Getting Your Estate in Order: A (Real Life) Cautionary Tale

If you’ve been married 2+ times, or have kids with 2+ partners, it’s important to leave sensible & sensitive instructions for distributing your estate. Here’s why.

s640q75As a life insurance adviser, I’m often involved with the families of clients who have passed away.

Over the years, I’ve seen many tragic or troubling experiences that could have been avoided if the person who passed on had been more careful with distributing their assets in their Will. This is especially the case when the deceased was married (or in a de-facto relationship) more than once, or has had children with more than one partner.

If that describes your situation, then consider this real life story as a cautionary tale when you leave instructions in your Will for distributing your assets after you pass away.

The Problem

Some time ago, a client whose father had passed away got in contact with me.

### SUPPLIED MATERIAL
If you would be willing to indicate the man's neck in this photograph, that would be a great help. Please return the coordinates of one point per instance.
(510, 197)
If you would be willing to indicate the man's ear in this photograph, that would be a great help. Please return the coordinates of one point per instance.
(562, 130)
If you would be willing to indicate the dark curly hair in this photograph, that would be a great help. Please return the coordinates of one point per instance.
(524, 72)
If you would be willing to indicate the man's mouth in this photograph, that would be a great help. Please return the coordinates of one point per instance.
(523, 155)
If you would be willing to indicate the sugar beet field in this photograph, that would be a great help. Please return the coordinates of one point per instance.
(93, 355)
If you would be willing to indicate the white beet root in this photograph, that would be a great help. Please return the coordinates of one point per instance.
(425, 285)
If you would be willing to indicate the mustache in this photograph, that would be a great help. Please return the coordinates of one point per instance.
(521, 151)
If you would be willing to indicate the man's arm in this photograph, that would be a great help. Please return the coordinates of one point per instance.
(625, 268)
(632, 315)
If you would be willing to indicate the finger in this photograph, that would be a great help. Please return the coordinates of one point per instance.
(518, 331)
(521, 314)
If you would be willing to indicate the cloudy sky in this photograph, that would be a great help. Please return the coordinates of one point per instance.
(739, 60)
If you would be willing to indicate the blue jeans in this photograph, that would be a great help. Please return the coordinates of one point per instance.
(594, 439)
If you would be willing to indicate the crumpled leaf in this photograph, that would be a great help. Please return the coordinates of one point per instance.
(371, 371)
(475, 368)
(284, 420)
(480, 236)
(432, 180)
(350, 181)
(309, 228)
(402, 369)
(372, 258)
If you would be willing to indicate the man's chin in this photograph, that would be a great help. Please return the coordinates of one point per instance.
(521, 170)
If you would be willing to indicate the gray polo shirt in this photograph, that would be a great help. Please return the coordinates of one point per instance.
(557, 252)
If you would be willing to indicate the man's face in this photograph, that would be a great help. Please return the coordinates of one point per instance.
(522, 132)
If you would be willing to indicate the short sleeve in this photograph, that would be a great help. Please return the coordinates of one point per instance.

### EXERCISE TASKS
1. Answer these questions about the estate-planning article:
(a) What job does the writer hold?
(b) Besides marriage, what other kind of relationship does the article name?
(c) Who got in contact with the writer some time ago?
2. Please write a continuation of the estate-planning article, picking up after its last sentence.

### ANSWER SET
1.
(a) Life insurance adviser.
(b) A de-facto relationship.
(c) A client whose father had passed away.

2.
Obviously, they were very upset about the passing of their dad. However, the emotional turmoil for my client and their siblings was amplified because of concerns about their father’s Will.

The father had been married twice, and was living with his second wife when he died. The home they lived in was still mortgaged, and his wife was hoping to get the proceeds from his superannuation insurance to pay off the house.

The children, including my client, were from his first marriage. They were concerned that they may not have been remembered in their father’s Will.

Complications

As it turned out, the children had nothing to worry about. Their father had completed a binding death nomination for his superannuation in favour of his children, and so the proceeds from his superannuation insurance policy were going to go to his kids.

While this was good news for the kids, their stepmother was now in a position where she may not be able to continue to pay the mortgage on her home, meaning it may need to be sold before it was repossessed by the bank.

As you can imagine, it wasn’t a great scenario. Especially for ongoing, amicable family relationships between the man’s children, and his widow.

Protecting Your Legacy

This situation wasn’t inevitable.

If the father had sought professional advice about the appropriate personal risk protection plan for his complicated circumstances, a solution could have been designed that would have been fair to his children, and to his second wife.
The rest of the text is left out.